Ni la ville de Monastir, située à 160km de la capitale tunisienne, ni le comité organisateur local, composé par divers acteurs de la société civile, ne s’attendaient à une telle affluence de gens venus des quatre coins du monde pour assister à l’assemblée préparatoire du Forum Social Mondial de 2013. Plus de 1500 personnes se sont réunies du 12 au 18 juillet à Monastir pour débattre et échanger leurs expériences sur des thématiques diverses liées aux droits de l’Homme. Mais aussi pour définir de nouvelles perspectives de lutte, réaffirmer les protestations et planifier un renouvellement du Forum Social Mondial (FSM) et du Conseil International (CI).

Tant l’assemblée préparatoire que le FSM de la Tunisie, se situent dans un contexte marqué à la fois par les révoltes arabes, un fort débat populaire sur l’islam et la politique, et l’essor des mouvements sociaux au niveau mondial, qui réclament une justice sociale et un changement du système en place. Les participants aux protestations, c’est-à-dire, ceux qui se sont mobilisés pacifiquement pour changer l’ordre du monde, ont été très présents pendant toute la rencontre à Monastir, dans laquelle on n’a cessé de répéter que le Forum Social Mondial de 2013 « se fait grâce aux martyres, aux gens qui ont lutté, aux militants, et à tous ceux qui ont subi la répression», dans une sorte d’hommage à ces derniers.

---*---

*CONSIGNES*
• a. Traduisez en anglais la phrase suivante de l'extrait : « Plus de 1500 personnes se sont réunies du 12 au 18 juillet à Monastir pour débattre et échanger leurs expériences sur des thématiques diverses liées aux droits de l’Homme. »
• b. Veuillez recopier sans rien changer tout le passage de l'extrait qui va de « Ni la ville » jusqu'à « Conseil International (CI). ».

*DONNÉES EXTRAITES*
---*---

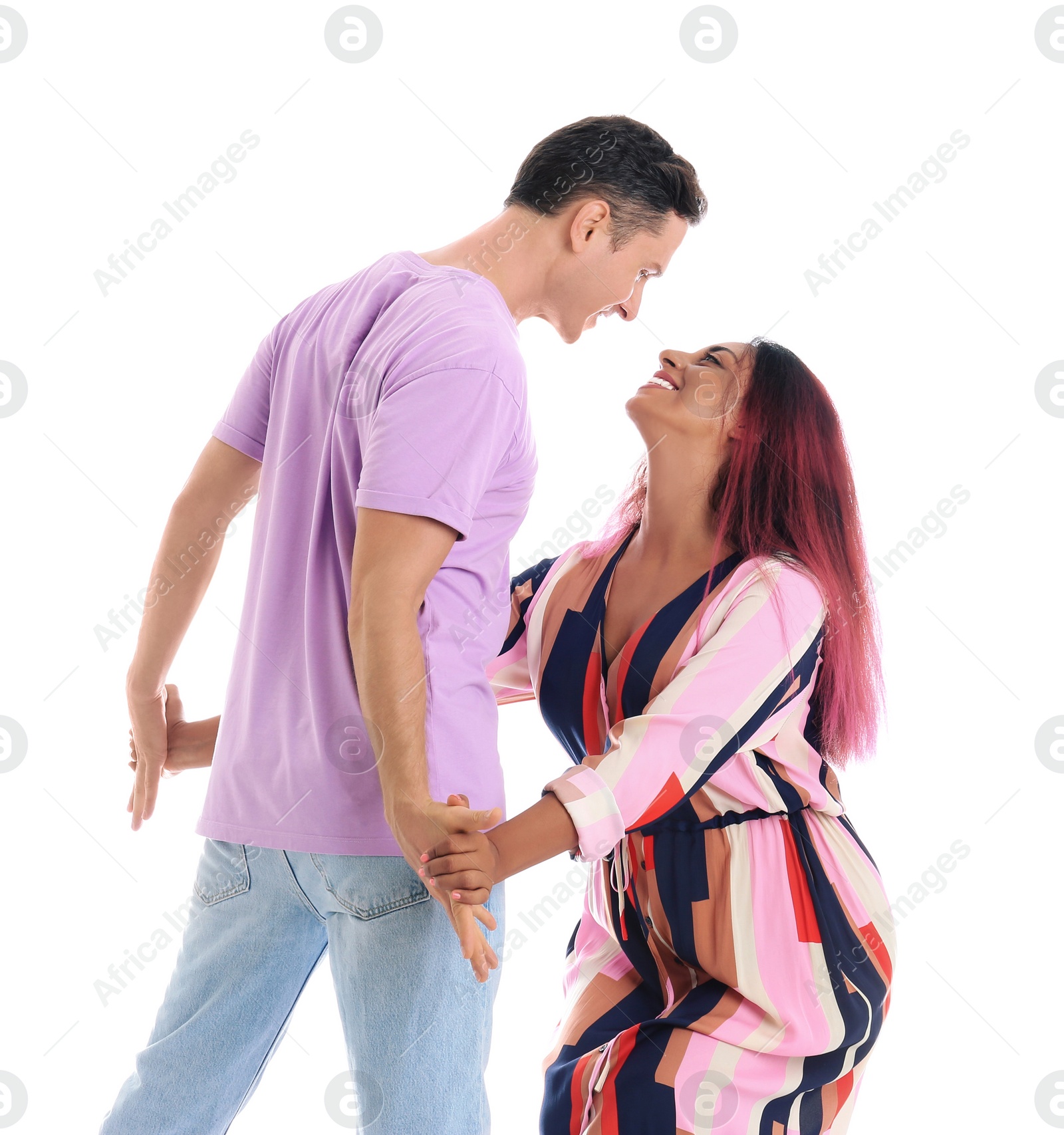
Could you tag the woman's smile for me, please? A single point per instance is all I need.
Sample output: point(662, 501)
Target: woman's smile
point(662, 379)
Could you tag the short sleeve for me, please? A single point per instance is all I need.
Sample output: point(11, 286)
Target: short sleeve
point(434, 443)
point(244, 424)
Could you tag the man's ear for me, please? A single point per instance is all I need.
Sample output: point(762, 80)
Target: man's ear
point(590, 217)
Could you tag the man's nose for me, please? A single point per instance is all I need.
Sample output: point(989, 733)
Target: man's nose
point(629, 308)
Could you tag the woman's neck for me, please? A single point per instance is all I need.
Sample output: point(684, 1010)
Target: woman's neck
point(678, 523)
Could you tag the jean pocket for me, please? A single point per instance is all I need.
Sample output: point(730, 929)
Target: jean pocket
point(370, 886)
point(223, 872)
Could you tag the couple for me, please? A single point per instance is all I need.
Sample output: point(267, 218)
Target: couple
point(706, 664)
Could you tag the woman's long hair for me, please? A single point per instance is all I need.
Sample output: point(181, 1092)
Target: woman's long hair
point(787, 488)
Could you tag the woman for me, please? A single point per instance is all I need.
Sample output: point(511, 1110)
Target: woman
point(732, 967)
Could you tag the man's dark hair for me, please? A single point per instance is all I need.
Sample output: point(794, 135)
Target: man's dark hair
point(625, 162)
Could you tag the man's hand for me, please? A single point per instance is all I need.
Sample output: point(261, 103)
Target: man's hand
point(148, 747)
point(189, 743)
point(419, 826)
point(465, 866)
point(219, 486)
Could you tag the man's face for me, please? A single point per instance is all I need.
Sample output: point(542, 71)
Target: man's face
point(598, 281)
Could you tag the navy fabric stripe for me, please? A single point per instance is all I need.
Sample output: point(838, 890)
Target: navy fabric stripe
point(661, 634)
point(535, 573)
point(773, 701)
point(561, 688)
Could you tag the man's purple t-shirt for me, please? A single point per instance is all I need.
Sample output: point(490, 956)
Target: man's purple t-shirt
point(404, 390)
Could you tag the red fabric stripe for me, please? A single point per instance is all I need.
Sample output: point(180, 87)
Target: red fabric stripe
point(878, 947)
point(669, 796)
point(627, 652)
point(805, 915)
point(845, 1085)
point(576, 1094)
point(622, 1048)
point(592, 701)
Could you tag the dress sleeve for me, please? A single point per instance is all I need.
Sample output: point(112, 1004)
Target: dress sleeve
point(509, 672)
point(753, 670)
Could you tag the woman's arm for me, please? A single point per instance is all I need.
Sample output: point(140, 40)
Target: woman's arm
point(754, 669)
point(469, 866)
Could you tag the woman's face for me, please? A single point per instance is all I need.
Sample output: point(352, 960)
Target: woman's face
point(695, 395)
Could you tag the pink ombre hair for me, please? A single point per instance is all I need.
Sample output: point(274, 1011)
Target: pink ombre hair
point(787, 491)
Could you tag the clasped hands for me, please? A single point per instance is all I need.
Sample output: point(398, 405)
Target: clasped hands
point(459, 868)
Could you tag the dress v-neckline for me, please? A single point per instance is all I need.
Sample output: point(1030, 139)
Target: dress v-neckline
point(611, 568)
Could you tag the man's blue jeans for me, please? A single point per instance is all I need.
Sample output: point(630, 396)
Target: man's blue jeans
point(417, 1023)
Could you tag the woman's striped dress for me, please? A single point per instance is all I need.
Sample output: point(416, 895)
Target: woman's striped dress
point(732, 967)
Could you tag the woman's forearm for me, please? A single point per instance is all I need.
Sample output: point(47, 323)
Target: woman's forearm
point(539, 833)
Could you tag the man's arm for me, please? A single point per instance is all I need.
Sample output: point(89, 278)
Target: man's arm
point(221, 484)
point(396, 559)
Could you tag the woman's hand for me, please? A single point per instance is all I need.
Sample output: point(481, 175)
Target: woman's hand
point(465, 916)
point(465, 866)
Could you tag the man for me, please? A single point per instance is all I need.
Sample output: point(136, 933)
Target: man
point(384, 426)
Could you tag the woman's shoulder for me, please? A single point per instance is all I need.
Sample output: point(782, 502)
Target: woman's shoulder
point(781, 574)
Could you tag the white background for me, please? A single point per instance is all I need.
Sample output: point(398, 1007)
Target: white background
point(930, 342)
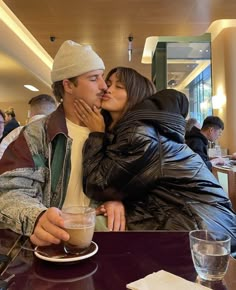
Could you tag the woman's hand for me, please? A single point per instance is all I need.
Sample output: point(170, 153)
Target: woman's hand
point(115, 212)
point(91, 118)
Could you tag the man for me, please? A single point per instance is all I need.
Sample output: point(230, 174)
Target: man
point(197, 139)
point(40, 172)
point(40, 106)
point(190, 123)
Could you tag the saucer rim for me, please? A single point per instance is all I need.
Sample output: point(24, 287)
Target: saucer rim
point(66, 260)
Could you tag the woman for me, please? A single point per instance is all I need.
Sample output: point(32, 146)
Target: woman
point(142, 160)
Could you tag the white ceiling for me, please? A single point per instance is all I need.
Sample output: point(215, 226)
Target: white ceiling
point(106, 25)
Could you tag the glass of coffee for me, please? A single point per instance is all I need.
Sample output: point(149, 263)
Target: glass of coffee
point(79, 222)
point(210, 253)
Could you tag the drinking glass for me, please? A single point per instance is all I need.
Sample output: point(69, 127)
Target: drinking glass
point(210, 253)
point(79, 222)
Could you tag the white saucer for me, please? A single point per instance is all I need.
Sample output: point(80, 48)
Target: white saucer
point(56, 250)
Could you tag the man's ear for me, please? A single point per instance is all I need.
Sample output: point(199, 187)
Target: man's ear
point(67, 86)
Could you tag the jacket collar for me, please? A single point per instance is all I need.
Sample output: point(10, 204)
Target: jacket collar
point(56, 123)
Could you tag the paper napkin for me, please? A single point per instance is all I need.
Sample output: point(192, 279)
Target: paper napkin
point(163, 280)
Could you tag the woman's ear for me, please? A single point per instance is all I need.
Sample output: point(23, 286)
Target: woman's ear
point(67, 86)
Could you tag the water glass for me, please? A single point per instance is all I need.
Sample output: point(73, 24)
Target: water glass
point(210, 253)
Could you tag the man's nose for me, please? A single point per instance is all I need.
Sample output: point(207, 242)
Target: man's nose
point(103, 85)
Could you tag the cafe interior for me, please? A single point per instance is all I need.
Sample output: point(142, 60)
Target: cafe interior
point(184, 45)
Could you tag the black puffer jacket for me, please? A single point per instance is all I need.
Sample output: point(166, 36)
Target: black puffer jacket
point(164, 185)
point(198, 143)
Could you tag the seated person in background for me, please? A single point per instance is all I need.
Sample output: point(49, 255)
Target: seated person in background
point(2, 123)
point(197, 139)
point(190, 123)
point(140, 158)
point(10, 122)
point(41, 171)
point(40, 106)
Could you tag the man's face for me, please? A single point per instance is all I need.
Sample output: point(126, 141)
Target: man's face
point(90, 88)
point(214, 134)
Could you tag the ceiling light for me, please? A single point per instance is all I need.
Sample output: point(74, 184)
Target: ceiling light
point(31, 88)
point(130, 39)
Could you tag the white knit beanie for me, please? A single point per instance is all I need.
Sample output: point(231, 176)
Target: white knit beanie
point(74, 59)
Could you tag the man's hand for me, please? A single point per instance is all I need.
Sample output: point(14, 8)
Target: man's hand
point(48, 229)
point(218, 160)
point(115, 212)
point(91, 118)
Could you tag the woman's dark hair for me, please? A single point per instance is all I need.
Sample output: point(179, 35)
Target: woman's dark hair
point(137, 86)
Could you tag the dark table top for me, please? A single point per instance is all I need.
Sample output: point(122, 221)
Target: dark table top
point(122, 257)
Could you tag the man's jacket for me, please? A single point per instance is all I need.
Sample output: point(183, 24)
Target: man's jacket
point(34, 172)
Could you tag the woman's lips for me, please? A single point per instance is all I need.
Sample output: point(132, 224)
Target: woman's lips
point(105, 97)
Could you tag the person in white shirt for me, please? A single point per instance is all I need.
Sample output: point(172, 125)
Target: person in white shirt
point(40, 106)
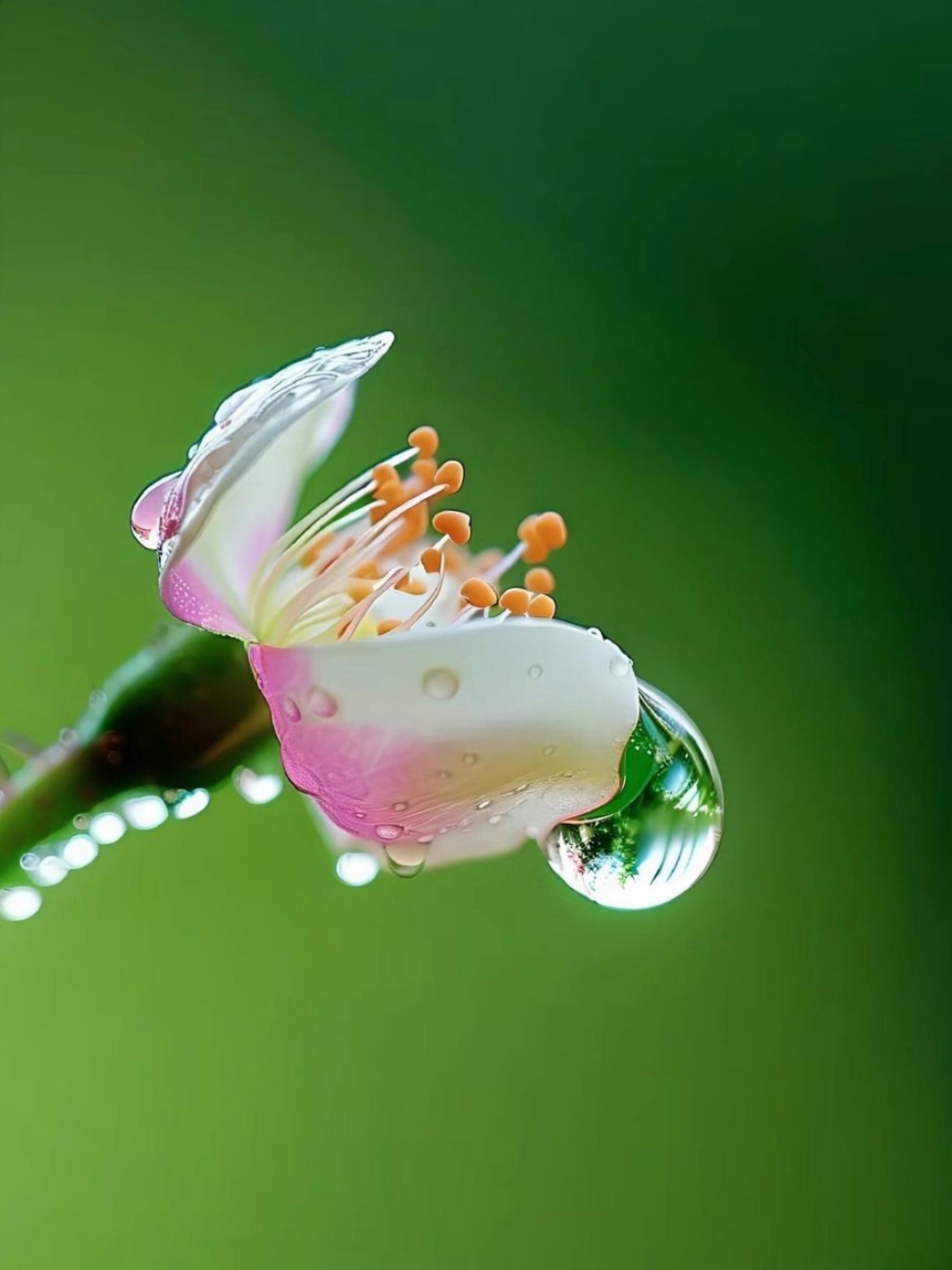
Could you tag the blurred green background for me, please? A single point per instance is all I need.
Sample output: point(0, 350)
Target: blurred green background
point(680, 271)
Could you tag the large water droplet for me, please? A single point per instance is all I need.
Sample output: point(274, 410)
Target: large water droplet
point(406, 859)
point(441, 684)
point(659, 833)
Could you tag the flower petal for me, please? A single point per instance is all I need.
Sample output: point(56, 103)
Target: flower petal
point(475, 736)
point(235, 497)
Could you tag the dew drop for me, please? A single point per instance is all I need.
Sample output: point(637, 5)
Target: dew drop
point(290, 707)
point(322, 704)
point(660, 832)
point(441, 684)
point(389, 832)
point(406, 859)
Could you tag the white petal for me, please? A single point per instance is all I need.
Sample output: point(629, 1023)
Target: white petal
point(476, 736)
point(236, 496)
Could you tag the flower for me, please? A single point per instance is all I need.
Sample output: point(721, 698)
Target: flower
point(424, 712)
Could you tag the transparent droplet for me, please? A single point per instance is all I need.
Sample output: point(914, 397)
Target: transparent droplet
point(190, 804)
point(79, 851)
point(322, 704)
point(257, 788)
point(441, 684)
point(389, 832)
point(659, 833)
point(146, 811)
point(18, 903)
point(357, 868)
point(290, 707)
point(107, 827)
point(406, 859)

---*---

*CORRIGÉ*
• a. More than 1,500 people gathered in Monastir from July 12 to 18 to debate and share their experiences on various topics related to human rights.

• b.
Ni la ville de Monastir, située à 160km de la capitale tunisienne, ni le comité organisateur local, composé par divers acteurs de la société civile, ne s’attendaient à une telle affluence de gens venus des quatre coins du monde pour assister à l’assemblée préparatoire du Forum Social Mondial de 2013. Plus de 1500 personnes se sont réunies du 12 au 18 juillet à Monastir pour débattre et échanger leurs expériences sur des thématiques diverses liées aux droits de l’Homme. Mais aussi pour définir de nouvelles perspectives de lutte, réaffirmer les protestations et planifier un renouvellement du Forum Social Mondial (FSM) et du Conseil International (CI).